### Исходный документ:
/---

Страница 18 из 70
Чеченская война выявила скрытые доселе границы между политическими силами. Оказалось, что есть политическое поле можно представить в двух координатах: координата от «правозащитников» до «державников» и координата от "сторонников реформ" до «оппозиции». Одни выступали против войны, но поддерживают режим в его основных проявлениях ("Выбор России", Республиканская партия России). Вторые и силовое решение поддерживали, и общую стратегию властей (движение "Вперед Россия!", президентское окружение). Третьи были и против войны, и против режима (радикальные либералы и радикальные коммунисты). Четвертая группа — группа национально ориентированных сил, которые не поддерживали режим (в силу его антинационального характера), но понимали необходимость силовых решений в условиях защиты государственности и не могли не быть удовлетворенными тем, что режим все-таки иногда действует в интересах нации.
Позиция последней группы, которую мы называем «национальной», по всей видимости должна была опираться на несколько постулатов:
1. Сепаратизм должен подавляться в зародыше, вплоть до применения силы. Останавливаться перед абстрактными понятиями о "правах человека" не стоит, ибо сепаратизм несет неисчислимые бедствия и нарушения тех самых прав, о которых порой так пекутся "правозащитники".
2. Правящий режим не обеспечил той естественной государственной функции, последовательное применение которой могло бы устранить опасность кровопролития. Предприняв запоздалые силовые действия, режим и тут не смог действовать эффективно. Результатом неэффективности власти было превращение акта подавления бандформирований в локальную войну с явно выраженным этническим характером.

\---

### Задание:
Перечислите все политические силы, которые в исходном документе указаны в скобках как примеры групп. Записи к этому отношения не имеют.

### Записи набора данных:

/---

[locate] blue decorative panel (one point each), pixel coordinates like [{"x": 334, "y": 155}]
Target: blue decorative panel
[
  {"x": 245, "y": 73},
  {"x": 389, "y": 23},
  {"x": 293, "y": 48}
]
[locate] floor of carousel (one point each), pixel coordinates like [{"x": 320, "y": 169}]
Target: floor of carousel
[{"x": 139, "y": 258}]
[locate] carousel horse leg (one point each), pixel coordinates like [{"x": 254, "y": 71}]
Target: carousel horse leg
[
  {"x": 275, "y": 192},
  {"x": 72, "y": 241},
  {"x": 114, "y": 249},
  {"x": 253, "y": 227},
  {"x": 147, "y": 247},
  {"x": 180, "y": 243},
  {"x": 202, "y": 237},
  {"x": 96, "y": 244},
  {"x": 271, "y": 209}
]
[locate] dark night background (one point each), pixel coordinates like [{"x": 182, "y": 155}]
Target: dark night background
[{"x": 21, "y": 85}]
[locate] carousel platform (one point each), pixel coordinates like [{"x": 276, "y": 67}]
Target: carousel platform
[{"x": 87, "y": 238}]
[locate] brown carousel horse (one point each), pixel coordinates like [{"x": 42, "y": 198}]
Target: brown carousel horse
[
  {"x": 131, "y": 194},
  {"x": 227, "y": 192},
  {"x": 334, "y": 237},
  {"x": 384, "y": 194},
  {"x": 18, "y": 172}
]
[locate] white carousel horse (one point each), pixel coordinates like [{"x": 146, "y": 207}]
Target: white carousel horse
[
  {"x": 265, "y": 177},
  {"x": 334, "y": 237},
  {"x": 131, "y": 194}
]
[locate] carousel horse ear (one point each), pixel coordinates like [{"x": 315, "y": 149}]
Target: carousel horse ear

\---

### Ожидаемый ответ:
- "Выбор России"
- Республиканская партия России
- движение "Вперед Россия!"
- президентское окружение
- радикальные либералы
- радикальные коммунисты